[Opening Data provided section]
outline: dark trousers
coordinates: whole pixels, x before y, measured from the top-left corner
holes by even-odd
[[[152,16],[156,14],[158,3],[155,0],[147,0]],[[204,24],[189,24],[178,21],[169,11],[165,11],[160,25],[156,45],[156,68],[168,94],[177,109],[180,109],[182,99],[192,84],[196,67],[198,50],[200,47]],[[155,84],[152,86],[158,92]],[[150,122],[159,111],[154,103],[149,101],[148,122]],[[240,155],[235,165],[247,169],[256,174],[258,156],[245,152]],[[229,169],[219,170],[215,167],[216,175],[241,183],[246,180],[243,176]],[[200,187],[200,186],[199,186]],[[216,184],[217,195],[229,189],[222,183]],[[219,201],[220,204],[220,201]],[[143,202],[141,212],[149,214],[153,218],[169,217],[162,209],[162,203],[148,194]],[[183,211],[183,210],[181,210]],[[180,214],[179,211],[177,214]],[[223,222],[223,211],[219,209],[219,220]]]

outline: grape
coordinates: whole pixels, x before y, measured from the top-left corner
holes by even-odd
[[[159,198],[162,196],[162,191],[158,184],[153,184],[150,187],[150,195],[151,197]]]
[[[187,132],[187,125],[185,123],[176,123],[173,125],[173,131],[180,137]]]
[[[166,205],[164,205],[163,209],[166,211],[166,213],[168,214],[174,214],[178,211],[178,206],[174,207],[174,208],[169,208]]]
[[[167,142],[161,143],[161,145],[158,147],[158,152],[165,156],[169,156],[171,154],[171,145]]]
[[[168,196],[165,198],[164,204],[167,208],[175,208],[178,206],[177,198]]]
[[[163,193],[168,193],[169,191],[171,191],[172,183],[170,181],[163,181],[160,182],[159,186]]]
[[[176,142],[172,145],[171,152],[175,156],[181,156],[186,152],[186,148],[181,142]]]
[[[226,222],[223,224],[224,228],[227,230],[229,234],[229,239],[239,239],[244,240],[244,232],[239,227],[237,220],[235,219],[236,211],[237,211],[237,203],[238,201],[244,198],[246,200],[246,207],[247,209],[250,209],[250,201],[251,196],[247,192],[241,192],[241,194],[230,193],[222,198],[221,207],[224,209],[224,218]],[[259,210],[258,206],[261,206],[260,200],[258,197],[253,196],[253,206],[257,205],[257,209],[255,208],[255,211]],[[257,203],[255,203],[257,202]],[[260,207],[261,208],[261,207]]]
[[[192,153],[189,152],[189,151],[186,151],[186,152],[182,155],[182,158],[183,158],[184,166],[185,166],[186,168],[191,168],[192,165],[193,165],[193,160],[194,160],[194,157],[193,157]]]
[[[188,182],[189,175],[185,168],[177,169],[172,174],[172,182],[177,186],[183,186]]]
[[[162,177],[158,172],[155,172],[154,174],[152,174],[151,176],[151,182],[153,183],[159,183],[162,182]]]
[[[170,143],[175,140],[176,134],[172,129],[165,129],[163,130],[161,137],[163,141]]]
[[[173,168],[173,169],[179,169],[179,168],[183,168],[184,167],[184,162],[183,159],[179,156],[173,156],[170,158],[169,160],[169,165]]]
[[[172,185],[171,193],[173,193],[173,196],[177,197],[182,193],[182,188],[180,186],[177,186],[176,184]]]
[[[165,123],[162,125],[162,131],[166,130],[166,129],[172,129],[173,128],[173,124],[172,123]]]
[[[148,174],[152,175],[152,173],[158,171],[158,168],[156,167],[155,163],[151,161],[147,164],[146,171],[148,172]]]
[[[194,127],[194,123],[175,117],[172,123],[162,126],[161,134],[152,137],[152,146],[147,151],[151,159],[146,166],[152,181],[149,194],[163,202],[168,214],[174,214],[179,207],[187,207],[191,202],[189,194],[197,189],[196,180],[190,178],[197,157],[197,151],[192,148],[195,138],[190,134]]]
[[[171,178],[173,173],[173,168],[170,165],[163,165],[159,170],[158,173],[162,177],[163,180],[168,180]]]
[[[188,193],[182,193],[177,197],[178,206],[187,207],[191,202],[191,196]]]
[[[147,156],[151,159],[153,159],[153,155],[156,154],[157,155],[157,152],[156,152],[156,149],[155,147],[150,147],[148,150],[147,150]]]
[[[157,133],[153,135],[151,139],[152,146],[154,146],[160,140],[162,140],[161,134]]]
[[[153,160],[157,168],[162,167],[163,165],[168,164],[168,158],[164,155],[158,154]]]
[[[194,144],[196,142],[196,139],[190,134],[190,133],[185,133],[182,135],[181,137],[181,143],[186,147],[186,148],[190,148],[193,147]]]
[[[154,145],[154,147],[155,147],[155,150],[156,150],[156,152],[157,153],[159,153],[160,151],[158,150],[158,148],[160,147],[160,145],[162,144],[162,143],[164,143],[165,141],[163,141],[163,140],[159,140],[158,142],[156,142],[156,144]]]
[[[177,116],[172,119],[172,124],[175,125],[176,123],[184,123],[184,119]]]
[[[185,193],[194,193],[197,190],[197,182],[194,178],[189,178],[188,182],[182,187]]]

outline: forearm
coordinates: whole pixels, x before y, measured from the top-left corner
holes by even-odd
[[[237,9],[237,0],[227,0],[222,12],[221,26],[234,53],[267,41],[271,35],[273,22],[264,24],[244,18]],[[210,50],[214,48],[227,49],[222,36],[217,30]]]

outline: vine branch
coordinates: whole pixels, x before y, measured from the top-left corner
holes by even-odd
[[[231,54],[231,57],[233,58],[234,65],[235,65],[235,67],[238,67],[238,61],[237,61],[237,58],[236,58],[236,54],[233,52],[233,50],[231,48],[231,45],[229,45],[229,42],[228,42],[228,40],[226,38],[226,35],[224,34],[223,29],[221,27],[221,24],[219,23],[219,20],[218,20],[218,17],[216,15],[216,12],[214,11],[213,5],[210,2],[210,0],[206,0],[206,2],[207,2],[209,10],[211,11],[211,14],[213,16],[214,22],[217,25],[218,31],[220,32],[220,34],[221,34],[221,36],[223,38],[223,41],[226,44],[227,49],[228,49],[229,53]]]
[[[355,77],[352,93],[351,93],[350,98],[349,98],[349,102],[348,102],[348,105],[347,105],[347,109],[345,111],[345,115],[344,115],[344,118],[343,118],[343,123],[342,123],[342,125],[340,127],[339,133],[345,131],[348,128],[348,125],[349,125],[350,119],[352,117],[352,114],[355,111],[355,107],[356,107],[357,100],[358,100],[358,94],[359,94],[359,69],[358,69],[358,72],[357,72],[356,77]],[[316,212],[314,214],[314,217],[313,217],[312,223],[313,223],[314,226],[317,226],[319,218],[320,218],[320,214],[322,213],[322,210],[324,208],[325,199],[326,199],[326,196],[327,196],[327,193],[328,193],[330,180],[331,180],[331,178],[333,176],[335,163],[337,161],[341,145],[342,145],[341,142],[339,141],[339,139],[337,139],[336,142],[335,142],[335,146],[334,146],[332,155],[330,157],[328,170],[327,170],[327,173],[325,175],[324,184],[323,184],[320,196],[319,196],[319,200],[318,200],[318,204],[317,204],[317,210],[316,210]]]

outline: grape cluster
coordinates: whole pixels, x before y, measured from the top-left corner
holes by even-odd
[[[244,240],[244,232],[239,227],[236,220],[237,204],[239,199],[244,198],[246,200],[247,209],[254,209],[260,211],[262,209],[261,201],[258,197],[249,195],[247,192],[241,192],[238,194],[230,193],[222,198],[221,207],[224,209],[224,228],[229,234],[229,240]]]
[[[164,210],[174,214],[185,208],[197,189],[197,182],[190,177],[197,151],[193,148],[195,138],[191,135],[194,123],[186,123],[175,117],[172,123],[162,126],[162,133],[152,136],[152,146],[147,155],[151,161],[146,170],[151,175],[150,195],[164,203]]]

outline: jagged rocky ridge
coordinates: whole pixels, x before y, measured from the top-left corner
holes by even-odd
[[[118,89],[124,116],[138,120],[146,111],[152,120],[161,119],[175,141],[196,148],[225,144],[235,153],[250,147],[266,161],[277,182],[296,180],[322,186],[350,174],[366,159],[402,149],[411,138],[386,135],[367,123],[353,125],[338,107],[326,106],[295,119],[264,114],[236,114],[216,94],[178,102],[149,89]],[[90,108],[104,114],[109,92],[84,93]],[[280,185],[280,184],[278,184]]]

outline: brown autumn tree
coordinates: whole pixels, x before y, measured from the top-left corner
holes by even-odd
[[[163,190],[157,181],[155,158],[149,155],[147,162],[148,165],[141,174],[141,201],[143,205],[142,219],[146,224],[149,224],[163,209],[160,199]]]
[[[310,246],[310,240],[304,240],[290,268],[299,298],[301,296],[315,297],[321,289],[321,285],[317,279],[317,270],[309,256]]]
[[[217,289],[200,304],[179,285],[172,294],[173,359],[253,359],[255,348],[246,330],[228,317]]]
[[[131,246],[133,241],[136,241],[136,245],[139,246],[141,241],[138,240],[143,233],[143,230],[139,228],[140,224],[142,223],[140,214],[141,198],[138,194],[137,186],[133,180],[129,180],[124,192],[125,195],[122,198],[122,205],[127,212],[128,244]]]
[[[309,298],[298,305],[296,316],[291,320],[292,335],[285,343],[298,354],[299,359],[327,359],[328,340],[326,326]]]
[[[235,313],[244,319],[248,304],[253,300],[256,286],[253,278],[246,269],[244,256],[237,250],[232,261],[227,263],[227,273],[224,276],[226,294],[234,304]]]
[Closing Data provided section]
Task instructions.
Using the entries above, return each line that includes the word "outline".

Result of this exercise.
outline: dark trousers
outline: grape
outline: forearm
outline: vine branch
outline: grape cluster
outline: jagged rocky ridge
outline: brown autumn tree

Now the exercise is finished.